__Texto proporcionado__
La nueva cara de Quito
La capital ecuatoriana vive un auge artístico y gastronómico. Mercados, galerías, restaurantes y su magnífico centro histórico trazan una ruta alternativa para tomarle el pulso a la ciudad andina
Hay en Quito un árbol llamado arupo cuyo florecimiento en hojas rosas anuncia la llegada del verano andino, que viene acompañado de un viento muy reconocible. Su presencia es constante y espontánea. En una ciudad donde, como señalan los autóctonos, solo hay dos estaciones (llueve o no llueve), y por motivos de latitud (el país nació como República del Ecuador en 1830, y el nombre viene por la línea equinoccial que divide el mundo en dos hemisferios) el sol aparece a las 6.00 y se pone a las 18.00, el arupo es buena compañía y sirve de metáfora para una capital que vive un auge artístico, gastronómico y turístico.

Fragmentos de datos de cuadros delimitadores:

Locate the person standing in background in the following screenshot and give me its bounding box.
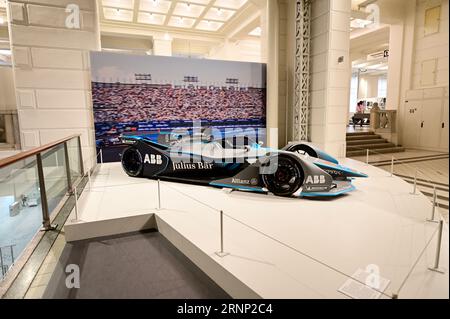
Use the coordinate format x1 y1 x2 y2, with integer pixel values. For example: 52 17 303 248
352 101 365 127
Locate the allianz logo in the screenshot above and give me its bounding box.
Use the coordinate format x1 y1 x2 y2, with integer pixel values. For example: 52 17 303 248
144 154 162 165
306 175 327 184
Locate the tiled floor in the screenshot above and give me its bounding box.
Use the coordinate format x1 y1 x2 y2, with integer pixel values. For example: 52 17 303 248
353 149 449 223
25 233 66 299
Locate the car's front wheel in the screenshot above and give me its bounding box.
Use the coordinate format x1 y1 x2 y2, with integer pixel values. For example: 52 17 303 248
122 147 144 177
262 156 304 197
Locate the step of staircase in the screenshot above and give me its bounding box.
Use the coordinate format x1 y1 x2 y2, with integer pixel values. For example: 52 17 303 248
347 134 382 141
347 138 389 146
347 146 405 157
347 132 375 136
347 143 396 152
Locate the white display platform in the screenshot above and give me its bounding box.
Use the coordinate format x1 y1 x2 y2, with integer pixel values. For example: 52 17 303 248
65 159 449 298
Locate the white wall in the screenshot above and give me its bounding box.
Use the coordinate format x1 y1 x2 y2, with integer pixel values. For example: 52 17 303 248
309 0 351 157
207 40 261 63
398 0 449 151
358 75 380 100
412 0 449 89
9 0 100 169
0 66 17 111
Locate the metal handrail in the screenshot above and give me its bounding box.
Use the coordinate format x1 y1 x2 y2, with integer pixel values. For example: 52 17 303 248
0 134 81 169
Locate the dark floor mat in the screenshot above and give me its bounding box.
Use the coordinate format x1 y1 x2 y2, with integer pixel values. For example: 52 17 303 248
43 232 230 299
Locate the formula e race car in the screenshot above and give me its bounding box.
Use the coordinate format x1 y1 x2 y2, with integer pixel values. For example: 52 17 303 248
122 134 367 197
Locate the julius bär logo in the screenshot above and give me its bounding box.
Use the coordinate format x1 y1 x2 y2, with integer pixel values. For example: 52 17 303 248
306 175 326 184
144 154 162 165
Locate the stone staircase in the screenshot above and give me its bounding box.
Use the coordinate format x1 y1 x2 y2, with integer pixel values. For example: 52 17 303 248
347 132 405 157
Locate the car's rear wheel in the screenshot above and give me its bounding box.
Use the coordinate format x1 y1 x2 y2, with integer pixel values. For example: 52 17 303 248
122 147 144 177
262 156 304 197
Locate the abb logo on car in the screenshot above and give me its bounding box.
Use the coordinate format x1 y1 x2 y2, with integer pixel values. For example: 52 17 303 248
306 175 326 184
144 154 162 165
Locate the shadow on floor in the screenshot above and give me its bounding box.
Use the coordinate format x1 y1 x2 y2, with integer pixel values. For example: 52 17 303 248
43 232 230 299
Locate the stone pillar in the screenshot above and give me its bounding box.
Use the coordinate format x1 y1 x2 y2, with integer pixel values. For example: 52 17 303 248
309 0 351 157
386 22 404 110
264 1 279 148
8 0 100 168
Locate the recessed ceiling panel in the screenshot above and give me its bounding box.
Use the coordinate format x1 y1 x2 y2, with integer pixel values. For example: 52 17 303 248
169 16 195 28
139 0 172 13
185 0 214 5
103 8 133 22
102 0 134 10
248 27 262 37
205 8 236 21
138 12 166 25
214 0 247 9
197 20 223 31
173 2 205 18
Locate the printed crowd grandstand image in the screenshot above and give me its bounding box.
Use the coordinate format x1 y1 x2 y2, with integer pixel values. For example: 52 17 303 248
91 52 266 162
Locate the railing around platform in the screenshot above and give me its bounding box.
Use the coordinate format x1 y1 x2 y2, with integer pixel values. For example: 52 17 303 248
0 135 84 281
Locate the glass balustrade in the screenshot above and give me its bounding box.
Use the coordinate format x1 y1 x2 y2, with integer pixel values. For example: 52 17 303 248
0 136 83 281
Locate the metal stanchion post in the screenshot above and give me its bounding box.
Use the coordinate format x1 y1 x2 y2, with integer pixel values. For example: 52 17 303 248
391 156 394 177
428 219 445 274
427 186 439 223
9 245 15 264
158 179 161 210
216 210 229 258
411 169 417 195
0 247 5 278
88 169 92 191
36 153 58 231
72 187 79 222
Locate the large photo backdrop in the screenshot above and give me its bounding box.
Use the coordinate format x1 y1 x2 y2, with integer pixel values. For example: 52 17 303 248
91 52 266 161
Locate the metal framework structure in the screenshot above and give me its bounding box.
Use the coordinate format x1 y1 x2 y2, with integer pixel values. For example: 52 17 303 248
293 0 312 141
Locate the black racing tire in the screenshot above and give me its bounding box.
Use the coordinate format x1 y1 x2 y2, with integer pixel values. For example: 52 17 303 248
287 144 318 158
122 147 144 177
261 155 305 197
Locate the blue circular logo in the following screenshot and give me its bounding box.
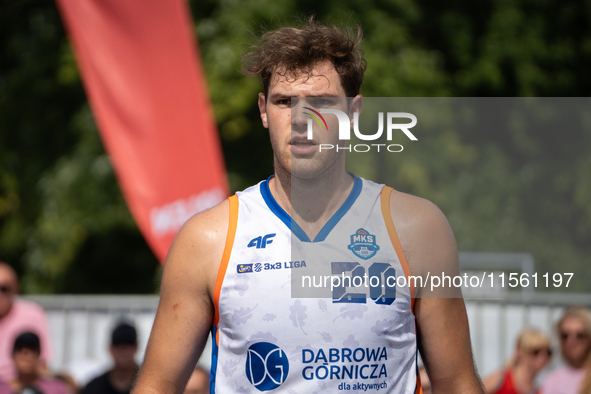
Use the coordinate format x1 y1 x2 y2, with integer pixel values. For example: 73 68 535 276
246 342 289 391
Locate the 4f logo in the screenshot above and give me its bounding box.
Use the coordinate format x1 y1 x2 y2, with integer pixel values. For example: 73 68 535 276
248 233 277 249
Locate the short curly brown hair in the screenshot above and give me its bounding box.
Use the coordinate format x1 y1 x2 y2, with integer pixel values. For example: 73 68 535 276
242 18 367 97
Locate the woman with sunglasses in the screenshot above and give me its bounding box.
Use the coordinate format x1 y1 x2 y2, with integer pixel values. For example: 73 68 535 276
542 306 591 394
483 328 552 394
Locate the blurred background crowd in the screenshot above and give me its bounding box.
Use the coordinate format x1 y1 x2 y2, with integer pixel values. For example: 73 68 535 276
0 0 591 394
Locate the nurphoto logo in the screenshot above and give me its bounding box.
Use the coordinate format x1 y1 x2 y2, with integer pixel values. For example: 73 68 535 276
303 107 417 152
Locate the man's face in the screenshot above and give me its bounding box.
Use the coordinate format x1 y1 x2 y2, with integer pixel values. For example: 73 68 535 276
0 263 17 319
259 61 356 179
558 318 591 367
12 348 39 376
109 344 137 369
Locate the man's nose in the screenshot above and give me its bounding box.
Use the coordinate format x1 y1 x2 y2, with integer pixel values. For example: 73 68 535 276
291 99 310 131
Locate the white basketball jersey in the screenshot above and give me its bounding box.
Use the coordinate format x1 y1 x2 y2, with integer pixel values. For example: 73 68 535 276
211 178 421 394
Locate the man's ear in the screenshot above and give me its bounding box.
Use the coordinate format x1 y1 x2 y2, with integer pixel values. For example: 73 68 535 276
349 94 363 129
259 93 269 129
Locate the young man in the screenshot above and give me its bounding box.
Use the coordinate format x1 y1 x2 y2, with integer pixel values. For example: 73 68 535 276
80 323 138 394
0 332 68 394
135 22 483 394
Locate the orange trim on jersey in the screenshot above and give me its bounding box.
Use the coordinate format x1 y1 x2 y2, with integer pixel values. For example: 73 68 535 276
380 186 415 314
415 376 423 394
213 195 238 345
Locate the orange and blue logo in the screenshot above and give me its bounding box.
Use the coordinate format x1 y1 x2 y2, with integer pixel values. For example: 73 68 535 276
236 264 252 274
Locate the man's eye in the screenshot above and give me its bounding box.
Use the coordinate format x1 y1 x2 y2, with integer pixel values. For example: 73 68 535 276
310 98 335 107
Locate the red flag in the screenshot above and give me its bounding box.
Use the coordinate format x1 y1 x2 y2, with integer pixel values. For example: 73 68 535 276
57 0 228 262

__Problemas por resolver__
1. Según el texto sobre Quito, ¿a qué hora sale el sol en la ciudad?
2. Pasa a un CSV de dos columnas, "texto" y "respuesta", la parte del listado que empieza en la línea que contiene "Locate the white display" y termina en la que contiene "0 134 81 169". Pon una fila por cada texto con su respuesta, cada valor en un solo campo entre comillas y con los saltos de línea cambiados por espacios.
El texto y el listado no tienen nada que ver entre sí.

__Respuestas por tarea__
1. A las 6.00.

2.
texto,respuesta
"Locate the white display platform in the screenshot above and give me its bounding box. Use the coordinate format x1 y1 x2 y2, with integer pixel values. For example: 52 17 303 248","65 159 449 298"
"Locate the white wall in the screenshot above and give me its bounding box. Use the coordinate format x1 y1 x2 y2, with integer pixel values. For example: 52 17 303 248","309 0 351 157 207 40 261 63 398 0 449 151 358 75 380 100 412 0 449 89 9 0 100 169 0 66 17 111"
"Locate the metal handrail in the screenshot above and give me its bounding box. Use the coordinate format x1 y1 x2 y2, with integer pixel values. For example: 52 17 303 248","0 134 81 169"